== TASK 1 ==
Please copy from "School boards can" up to and including "to be retried." in the school board excerpt below, word for word.
== TASK 2 ==
In the school board excerpt, how much in damages were the Karams awarded in their 2014 Small Claims Court action?
== TASK 3 ==
Continue the school board excerpt from its last sentence.

== STUDY TEXT ==
--------------------------------
This case allows for exceptions under certain circumstances where a school board may disclose relevant parts of a student’s OSR without consent, so long as the information is material evidence. The IPC recommended that school boards be pre-emptive by attempting to obtain the parent’s consent or, failing that, seeking an order from the HRTO before using the OSR.

School boards can be held liable for negligence involving bullying

In 2014, Winston and Vania Karam (Plaintiffs) were successful in bringing a Small Claims Court action for negligence against the Ottawa Carleton District School Board (board) and were awarded $5,000 in damages (Karam v. Ottawa-Carleton District School Board, [2014] O.J. No. 2966). The plaintiffs claimed the board failed to exercise the required standard of care towards the student, Winston, which is that of a careful or prudent parent, in relation to allegations of bullying. The board appealed and the matter was sent back to be retried.

The second trial took place on May 24, 2016 (unreported, May 24, 2016, Bansie, J.). The plaintiffs once again took the position that despite being aware of the bullying, the board failed to take action to protect the student and as a result of their failure to act they breached the standard of care owed to Winston.
--------------------------------
== DATA EXTRACTS ==

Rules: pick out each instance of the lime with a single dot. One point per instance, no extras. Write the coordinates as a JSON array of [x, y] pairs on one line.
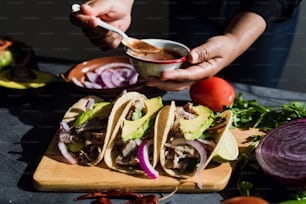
[[226, 149]]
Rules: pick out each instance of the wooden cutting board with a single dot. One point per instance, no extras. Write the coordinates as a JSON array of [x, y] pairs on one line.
[[54, 174]]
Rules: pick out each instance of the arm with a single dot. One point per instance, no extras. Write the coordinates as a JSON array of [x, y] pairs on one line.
[[215, 54], [116, 13]]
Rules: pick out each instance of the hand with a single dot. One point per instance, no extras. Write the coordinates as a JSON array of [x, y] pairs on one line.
--------------------------------
== EXERCISE RESULT 1 ==
School boards can be held liable for negligence involving bullying

In 2014, Winston and Vania Karam (Plaintiffs) were successful in bringing a Small Claims Court action for negligence against the Ottawa Carleton District School Board (board) and were awarded $5,000 in damages (Karam v. Ottawa-Carleton District School Board, [2014] O.J. No. 2966). The plaintiffs claimed the board failed to exercise the required standard of care towards the student, Winston, which is that of a careful or prudent parent, in relation to allegations of bullying. The board appealed and the matter was sent back to be retried.

== EXERCISE RESULT 2 ==
$5,000

== EXERCISE RESULT 3 ==
The student transferred to the board from another district for the 2011-2012 school year. After starting school, the student formed a relationship with two male students which, over the course of the school year, allegedly became characterized by a pattern of alienation, physical abuse, verbal abuse, name calling and ridicule. The alleged bullying took place over an extended period of time and culminated in what was diagnosed as a panic or anxiety attack. The plaintiffs argued that the board, failed to provide the requisite standard of care required to be exercised by school authorities when providing for the supervision and protection of students for whom they are responsible, which is that of the careful or prudent parent. In order to be successful, the plaintiffs were required to prove on a balance of probabilities that the board breached the standard of care and that but for its actions or in this case inaction the harm in question would not have occurred.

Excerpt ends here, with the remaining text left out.